__PROBLEM DETAILS__: Repeat the entries exactly, keeping every line as it is.

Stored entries
-=-=-

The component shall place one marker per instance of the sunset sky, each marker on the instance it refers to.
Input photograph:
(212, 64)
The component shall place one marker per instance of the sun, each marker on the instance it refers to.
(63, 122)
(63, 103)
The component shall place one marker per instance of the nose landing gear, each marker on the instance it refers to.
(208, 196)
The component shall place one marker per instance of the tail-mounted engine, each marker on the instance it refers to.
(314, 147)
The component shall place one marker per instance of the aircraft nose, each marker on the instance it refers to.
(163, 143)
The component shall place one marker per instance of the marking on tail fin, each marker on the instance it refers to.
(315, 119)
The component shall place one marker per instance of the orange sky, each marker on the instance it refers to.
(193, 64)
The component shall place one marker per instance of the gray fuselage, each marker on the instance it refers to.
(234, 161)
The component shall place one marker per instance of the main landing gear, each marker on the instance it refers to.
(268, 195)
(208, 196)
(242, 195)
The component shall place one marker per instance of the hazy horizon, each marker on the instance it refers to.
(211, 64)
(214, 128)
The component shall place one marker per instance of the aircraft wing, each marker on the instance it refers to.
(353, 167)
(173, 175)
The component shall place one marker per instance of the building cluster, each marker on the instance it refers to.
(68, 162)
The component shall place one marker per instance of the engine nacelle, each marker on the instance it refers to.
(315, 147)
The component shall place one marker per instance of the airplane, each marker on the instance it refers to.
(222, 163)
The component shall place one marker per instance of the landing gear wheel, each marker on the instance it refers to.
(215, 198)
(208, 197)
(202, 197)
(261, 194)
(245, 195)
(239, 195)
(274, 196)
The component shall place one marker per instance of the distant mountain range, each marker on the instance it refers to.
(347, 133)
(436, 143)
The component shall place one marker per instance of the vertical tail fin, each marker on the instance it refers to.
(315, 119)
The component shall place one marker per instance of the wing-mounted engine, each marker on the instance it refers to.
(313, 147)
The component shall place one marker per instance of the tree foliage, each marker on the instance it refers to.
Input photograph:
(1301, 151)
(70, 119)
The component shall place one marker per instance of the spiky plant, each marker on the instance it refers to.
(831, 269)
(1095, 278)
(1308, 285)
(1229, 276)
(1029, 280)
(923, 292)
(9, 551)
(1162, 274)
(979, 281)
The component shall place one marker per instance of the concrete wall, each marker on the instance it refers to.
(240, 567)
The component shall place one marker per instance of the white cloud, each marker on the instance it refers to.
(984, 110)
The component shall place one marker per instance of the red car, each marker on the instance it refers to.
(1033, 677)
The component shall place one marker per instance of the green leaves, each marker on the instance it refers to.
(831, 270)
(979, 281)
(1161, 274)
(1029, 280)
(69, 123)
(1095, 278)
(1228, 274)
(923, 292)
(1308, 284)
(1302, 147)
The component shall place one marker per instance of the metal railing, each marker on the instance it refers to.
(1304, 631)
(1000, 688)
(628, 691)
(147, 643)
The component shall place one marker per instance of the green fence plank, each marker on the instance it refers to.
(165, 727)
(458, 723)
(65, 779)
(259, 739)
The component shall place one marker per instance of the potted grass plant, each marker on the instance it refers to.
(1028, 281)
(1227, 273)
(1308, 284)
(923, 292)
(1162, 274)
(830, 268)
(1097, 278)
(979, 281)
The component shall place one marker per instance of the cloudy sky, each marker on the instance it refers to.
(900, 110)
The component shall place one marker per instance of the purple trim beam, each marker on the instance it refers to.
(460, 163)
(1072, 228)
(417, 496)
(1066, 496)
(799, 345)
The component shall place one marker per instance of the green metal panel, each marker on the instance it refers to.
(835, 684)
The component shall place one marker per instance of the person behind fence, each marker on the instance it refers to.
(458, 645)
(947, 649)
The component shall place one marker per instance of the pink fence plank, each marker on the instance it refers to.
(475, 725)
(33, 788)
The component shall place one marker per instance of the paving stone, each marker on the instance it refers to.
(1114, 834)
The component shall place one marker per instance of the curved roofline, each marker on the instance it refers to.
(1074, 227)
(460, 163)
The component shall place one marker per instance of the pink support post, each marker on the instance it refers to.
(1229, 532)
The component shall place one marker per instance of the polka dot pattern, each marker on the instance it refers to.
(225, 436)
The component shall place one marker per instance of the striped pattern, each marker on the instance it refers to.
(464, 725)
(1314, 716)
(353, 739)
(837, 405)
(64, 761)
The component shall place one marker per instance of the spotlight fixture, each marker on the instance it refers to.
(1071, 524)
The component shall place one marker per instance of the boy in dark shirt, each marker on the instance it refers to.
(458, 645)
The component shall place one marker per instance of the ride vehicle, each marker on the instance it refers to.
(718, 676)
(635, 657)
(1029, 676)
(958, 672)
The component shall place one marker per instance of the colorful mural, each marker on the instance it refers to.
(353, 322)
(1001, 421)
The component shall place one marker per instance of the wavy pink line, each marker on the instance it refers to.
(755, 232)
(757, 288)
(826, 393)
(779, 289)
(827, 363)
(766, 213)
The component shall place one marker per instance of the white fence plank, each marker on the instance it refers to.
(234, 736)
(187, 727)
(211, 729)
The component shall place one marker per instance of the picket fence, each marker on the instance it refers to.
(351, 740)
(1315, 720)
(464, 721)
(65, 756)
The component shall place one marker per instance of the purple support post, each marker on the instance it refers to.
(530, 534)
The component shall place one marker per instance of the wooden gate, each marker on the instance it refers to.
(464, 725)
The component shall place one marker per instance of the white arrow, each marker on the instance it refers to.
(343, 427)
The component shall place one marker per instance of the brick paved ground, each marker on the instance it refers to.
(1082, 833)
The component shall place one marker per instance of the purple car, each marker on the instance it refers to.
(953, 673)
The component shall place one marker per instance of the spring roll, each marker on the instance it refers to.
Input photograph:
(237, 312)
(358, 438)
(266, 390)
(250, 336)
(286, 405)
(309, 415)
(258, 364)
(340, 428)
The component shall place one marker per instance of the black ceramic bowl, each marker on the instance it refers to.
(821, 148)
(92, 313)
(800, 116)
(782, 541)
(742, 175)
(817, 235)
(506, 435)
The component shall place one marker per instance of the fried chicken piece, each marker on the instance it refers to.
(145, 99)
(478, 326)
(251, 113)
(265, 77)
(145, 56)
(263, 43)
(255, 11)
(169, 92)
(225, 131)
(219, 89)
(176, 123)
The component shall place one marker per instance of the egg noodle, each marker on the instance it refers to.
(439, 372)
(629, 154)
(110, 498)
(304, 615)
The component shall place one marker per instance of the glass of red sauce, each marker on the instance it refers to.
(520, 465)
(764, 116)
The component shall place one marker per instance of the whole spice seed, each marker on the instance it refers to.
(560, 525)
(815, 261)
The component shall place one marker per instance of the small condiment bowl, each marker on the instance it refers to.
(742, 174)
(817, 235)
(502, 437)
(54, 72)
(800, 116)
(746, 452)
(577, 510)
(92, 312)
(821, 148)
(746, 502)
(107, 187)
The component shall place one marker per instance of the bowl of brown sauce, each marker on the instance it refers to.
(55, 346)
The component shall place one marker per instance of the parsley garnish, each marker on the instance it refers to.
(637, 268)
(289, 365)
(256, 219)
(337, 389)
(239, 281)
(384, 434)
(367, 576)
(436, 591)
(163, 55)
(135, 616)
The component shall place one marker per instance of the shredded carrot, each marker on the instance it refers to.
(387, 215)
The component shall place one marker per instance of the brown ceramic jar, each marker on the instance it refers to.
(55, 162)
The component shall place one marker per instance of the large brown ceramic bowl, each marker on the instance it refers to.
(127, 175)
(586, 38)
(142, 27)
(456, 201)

-=-=-

__WRITTEN RESPONSE__:
The component shall place one marker per instance of the sunset sky, each marker on the instance it refers to.
Input photograph:
(212, 64)
The component shall place one marker per instance of the sun, each marker on the instance it refers to.
(63, 122)
(63, 103)
The component shall place one marker per instance of the nose landing gear, each marker on the instance it refers to.
(208, 196)
The component shall place one marker per instance of the tail-mounted engine, each marker on the instance it refers to.
(314, 147)
The component shall place one marker per instance of the aircraft nose, each marker on the instance it refers to.
(163, 143)
The component shall place one marker per instance of the marking on tail fin, each marker on the instance it refers to.
(315, 119)
The component shall place one marker per instance of the orange sky, each marker on the instance it refers to.
(193, 64)
The component shall place one marker per instance of the gray fuselage, each marker on the instance it refers to.
(234, 161)
The component shall place one marker per instance of the main landing gear, each marker on the instance it refers to.
(268, 195)
(208, 196)
(242, 195)
The component shall place one marker per instance of the hazy horizon, each marker on the instance it refers to.
(211, 64)
(214, 128)
The component shall place one marker per instance of the aircraft wing, each marker on the instance it refers to.
(353, 167)
(173, 175)
The component shall place one marker per instance of the building cluster, each marker on the instance it refers to.
(68, 162)
The component shall place one marker per instance of the engine nacelle, each marker on the instance it refers to.
(315, 147)
The component shall place one marker per instance of the airplane, each marker on the instance it refers to.
(222, 163)
The component shall place one marker per instance of the landing gear wheel, each marker on the instance it refers to.
(215, 198)
(208, 197)
(202, 197)
(261, 194)
(245, 195)
(239, 195)
(274, 196)
The component shall place one marker per instance of the distant mountain range, each marker on the instance it refers to.
(347, 133)
(436, 143)
The component shall place one marker per instance of the vertical tail fin, each marker on the instance it refers to.
(315, 119)
The component shall place one marker per instance of the wing-mounted engine, each marker on the instance it refers to.
(313, 147)
The component shall place one marker per instance of the tree foliage, each marker on the instance it refers to.
Input photograph:
(1301, 151)
(70, 119)
The component shall place one marker per instance of the spiky plant, each marker on the instance it refers to.
(831, 269)
(1095, 278)
(1308, 285)
(1229, 276)
(1029, 280)
(923, 292)
(9, 551)
(1162, 274)
(979, 281)
The component shall place one marker per instance of the concrete wall, each marker on the instance it refers to.
(240, 567)
The component shall place one marker per instance of the white cloud, each marker on the instance it refers to.
(984, 110)
The component shall place one marker per instance of the red car, each marker on the instance it refers to.
(1033, 677)
The component shall place one marker per instance of the green leaves, each marker on the instance it refers to.
(831, 270)
(979, 281)
(1161, 274)
(1029, 280)
(69, 123)
(1095, 278)
(1228, 274)
(923, 292)
(1308, 284)
(1302, 147)
The component shall place one marker per instance of the metal railing, each marker on the instance it refers to.
(1304, 631)
(1000, 688)
(628, 691)
(147, 643)
The component shall place one marker per instance of the green fence plank, each marker on the instance it refers to.
(165, 727)
(458, 723)
(65, 779)
(259, 739)
The component shall place one marker per instance of the potted grass plant, each marker on the instance it refers to.
(1028, 281)
(1227, 273)
(1308, 284)
(923, 292)
(1162, 274)
(830, 268)
(1097, 278)
(979, 281)
The component shall place one marker per instance of the cloudy sky, each marker on the instance it refers to.
(900, 110)
The component shall place one marker per instance of the purple trim beam, each marker on the instance it refers to.
(460, 163)
(1072, 228)
(417, 496)
(1066, 496)
(799, 345)
The component shall place one marker per instance of the green metal panel, each marker on the instance it refers to.
(835, 684)
The component shall place one marker per instance of the person behind fence, each marker on the instance it refers to.
(458, 645)
(947, 649)
The component shall place one marker per instance of the pink fence plank, each marker on the instance it refers to.
(475, 725)
(33, 788)
The component shall place one marker per instance of the paving stone, each marker on the instance it refers to.
(1114, 834)
The component shall place one marker per instance of the curved roofline, each marker on the instance it refers to.
(1074, 227)
(460, 163)
The component shall place one marker per instance of the pink support post, each marker on the instance it refers to.
(1229, 532)
The component shall place one marker per instance of the polka dot pattern, each marker on the instance it refers to.
(225, 436)
The component shall place one marker per instance of the striped pattern, each marker on the instance it refers to.
(464, 725)
(1314, 716)
(353, 739)
(837, 405)
(64, 761)
The component shall place one marker per instance of the spotlight fixture, each marker on the instance it refers to.
(1071, 524)
The component shall place one marker per instance of the boy in dark shirt, each marker on the instance it refers to.
(458, 645)
The component shall place one marker per instance of the ride vehicle, each marker on the instance it refers to.
(718, 676)
(635, 657)
(1029, 676)
(958, 672)
The component shall place one marker per instance of the colorful mural, each marker on the instance it refers to.
(353, 322)
(1001, 421)
The component shall place one marker per instance of the wavy pink line, each marker on the instance it refers to.
(755, 232)
(757, 288)
(826, 393)
(779, 289)
(827, 363)
(766, 213)
The component shall place one marker per instance of the white fence plank, each marker on the instance it refers to.
(234, 736)
(187, 727)
(211, 729)
The component shall place one marker per instance of the picket fence, each marker on the instance it refers to.
(351, 740)
(1315, 720)
(464, 721)
(65, 756)
The component shall place one marker per instance of the purple support post, each marker on the instance it refers to.
(530, 534)
The component shall place one marker per instance of the wooden gate, each marker on the instance it refers to.
(464, 725)
The component shall place one marker per instance of the white arrow, each marker on the instance it refers to.
(343, 427)
The component shall place one marker per instance of the brick paved ground, each marker on the instance it refers to.
(1082, 833)
The component shall place one marker per instance of the purple car, each marker on the instance it refers to.
(953, 673)
The component shall place one marker per instance of the spring roll, each marker on the instance it refers to.
Input photograph:
(237, 312)
(358, 438)
(266, 390)
(250, 336)
(286, 405)
(309, 415)
(258, 364)
(340, 428)
The component shall place one marker per instance of the black ceramic bowl, each marker on the instance it refers to.
(821, 148)
(92, 313)
(800, 116)
(782, 541)
(742, 175)
(817, 235)
(506, 435)
The component shall place one marker per instance of the fried chicken piece, each marker on the instance it refers to.
(145, 99)
(478, 326)
(251, 113)
(265, 77)
(145, 56)
(263, 43)
(255, 11)
(169, 92)
(225, 131)
(219, 89)
(176, 123)
The component shall place one marker per instance of the egg noodle, each marker on the instance it refers to.
(439, 372)
(629, 154)
(110, 498)
(304, 615)
The component shall place one marker per instance of the glass of red sauce, each marker on the instance it refers to.
(520, 465)
(764, 116)
The component shall place one marker per instance of the whole spice seed, each marker on the instance it refers to.
(560, 525)
(815, 261)
The component shall place one marker per instance of the small condiment bowl, each marker on the instance it refers to.
(742, 174)
(817, 235)
(502, 437)
(54, 72)
(800, 116)
(746, 452)
(577, 510)
(92, 312)
(821, 148)
(746, 502)
(107, 187)
The component shall place one marker per instance of the bowl of brown sauce, each marker on the instance it refers to.
(55, 346)
The component shall place one marker per instance of the parsley garnish, each marker on the instance it refers to.
(637, 268)
(289, 365)
(256, 219)
(337, 389)
(239, 281)
(384, 434)
(367, 576)
(436, 591)
(163, 55)
(135, 616)
The component shall place one marker per instance of the shredded carrot, each marker on the instance it refers to.
(387, 215)
The component shall place one marker per instance of the brown ceramic jar, each marker on the instance it refers to.
(55, 162)
The component shall place one marker per instance of the large brown ceramic bowl, each marker on the instance it refers to.
(127, 175)
(586, 38)
(142, 27)
(456, 201)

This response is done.